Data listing
[BEGIN]

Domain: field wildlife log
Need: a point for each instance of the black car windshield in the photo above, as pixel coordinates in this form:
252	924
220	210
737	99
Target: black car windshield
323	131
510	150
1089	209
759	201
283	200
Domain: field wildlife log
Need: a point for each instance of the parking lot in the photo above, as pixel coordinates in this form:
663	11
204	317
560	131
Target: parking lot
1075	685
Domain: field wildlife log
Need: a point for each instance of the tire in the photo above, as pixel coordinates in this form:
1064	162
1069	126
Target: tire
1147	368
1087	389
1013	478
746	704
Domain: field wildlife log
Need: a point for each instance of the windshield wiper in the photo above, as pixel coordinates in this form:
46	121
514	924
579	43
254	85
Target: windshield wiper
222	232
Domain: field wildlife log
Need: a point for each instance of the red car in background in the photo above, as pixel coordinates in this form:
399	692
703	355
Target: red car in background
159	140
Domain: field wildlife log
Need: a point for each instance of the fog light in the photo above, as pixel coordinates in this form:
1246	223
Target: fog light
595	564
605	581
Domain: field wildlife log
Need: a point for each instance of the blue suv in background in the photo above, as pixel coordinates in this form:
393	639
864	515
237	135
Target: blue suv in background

[END]

== The request ==
Copy out every line of the data listing above, requests included. Increase each answer coordinate by 123, and leave the requests and their sample coordinates as they are.

== Expected answer ==
Domain: field wildlife log
Need: a point for each instance of the black car windshield in the photo above, as pixel coordinates in this form:
252	924
220	210
737	99
Target: black car windshield
446	254
633	273
1212	332
882	324
406	323
Domain: field wildlife log
Need: a point for each instance of the parking lot in the photo above, as pixel coordinates in this form:
663	11
204	317
560	131
Target: parking lot
1198	808
Domain: field wildlife log
Need: a point for each instance of the tire in the photo above, as pixel coordinates in this form:
1064	162
1069	126
Target: tire
1270	491
1210	512
1136	601
869	827
Domain: field wildlife log
Need: a point for each instance of the windshield wiper in the photo above, as pixel coordinates in this form:
46	121
514	924
579	43
254	85
Target: windshield wiper
345	355
Domain: field wildlife log
Need: a point for each instance of the red car in background in the photo above, as pixel coordinates in this form:
399	692
703	355
Target: red car in background
282	263
Domain: field wildlife log
Need: a point for each instance of the fog light in the photo above, as pixel coordinates in this form:
1246	223
Target: fog light
718	687
728	704
Domain: field wildlife log
Need: a point for each instance of the blue suv in background in the photo above, as pixel coordinates in this form:
393	639
864	515
237	135
Target: blue suv in background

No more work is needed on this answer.